Text shown start

Good job, Jake! The mild steel skid should
help, too…Weld Mold 750 has higher tensile strength than the typical nickel rod. Smart to get some 750 for future
use and store it dry…
My guess is that
this will all work out fine, because the nodular iron dilutes with the ni-rod during the welding, which creates
additional strength. Also, the area of your axle housing that cracked is not a structural zone, and the nickel
is somewhat ductile and yielding, more so than chromium. With the skid, you’ll be fine as long as the weld zone is
non-porous and oil tight! And, yup, those housing castings are thin! They aren’t designed to support the weight of
vehicles on rocks. Good lesson for others here. Send me some photos of the repair, I’d like to see your overhead
stick job—good work, Jake!
Jake chose to weld his cracked Dana 60
housing in-position (overhead), with all gears and shafts still within the housing! This is much like a trail
repair—if you can get all of the oil out of the unit and weld area. With an on-board welder, Jake would be a
popular guy on a rough trail in an emergency. (Jake's three photos.)

Text shown end
Information shown start

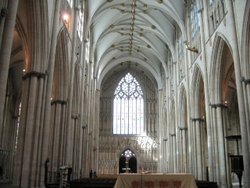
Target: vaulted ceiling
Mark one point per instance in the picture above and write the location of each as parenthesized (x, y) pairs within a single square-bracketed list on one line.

Information shown end

## Problems to work on
a. In the axle repair text, reproduce the stretch from "Good job, Jake!" through "job—good work, Jake!", substituting "skid plate" for "skid".
b. Answer these questions using the axle repair text.
(i) According to the text, what does Weld Mold 750 have more of than the typical nickel rod?
(ii) What model of axle housing did Jake weld?
(iii) In what position did Jake weld the housing?

## Responses to the tasks
a.
Good job, Jake! The mild steel skid plate should
help, too…Weld Mold 750 has higher tensile strength than the typical nickel rod. Smart to get some 750 for future
use and store it dry…
My guess is that
this will all work out fine, because the nodular iron dilutes with the ni-rod during the welding, which creates
additional strength. Also, the area of your axle housing that cracked is not a structural zone, and the nickel
is somewhat ductile and yielding, more so than chromium. With the skid plate, you’ll be fine as long as the weld zone is
non-porous and oil tight! And, yup, those housing castings are thin! They aren’t designed to support the weight of
vehicles on rocks. Good lesson for others here. Send me some photos of the repair, I’d like to see your overhead
stick job—good work, Jake!

b.
(i) Tensile strength.
(ii) A Dana 60.
(iii) Overhead.